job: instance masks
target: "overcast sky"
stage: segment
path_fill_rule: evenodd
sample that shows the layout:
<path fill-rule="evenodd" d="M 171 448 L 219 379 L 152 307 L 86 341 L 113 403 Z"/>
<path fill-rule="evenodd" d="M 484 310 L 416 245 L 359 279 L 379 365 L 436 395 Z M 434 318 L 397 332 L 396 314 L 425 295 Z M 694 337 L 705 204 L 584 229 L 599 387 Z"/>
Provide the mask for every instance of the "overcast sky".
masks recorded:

-=-=-=-=-

ASSIGNMENT: Reproduce every record above exactly as it appears.

EXERCISE RESPONSE:
job: instance masks
target: "overcast sky"
stage: segment
path_fill_rule: evenodd
sample that shows the layout:
<path fill-rule="evenodd" d="M 171 448 L 219 379 L 152 307 L 86 341 L 113 403 Z"/>
<path fill-rule="evenodd" d="M 484 310 L 416 245 L 359 279 L 379 365 L 436 395 Z M 434 318 L 397 332 L 396 314 L 425 295 Z M 694 337 L 705 204 L 584 229 L 599 387 Z"/>
Provide the mask for every instance of the "overcast sky".
masks recorded:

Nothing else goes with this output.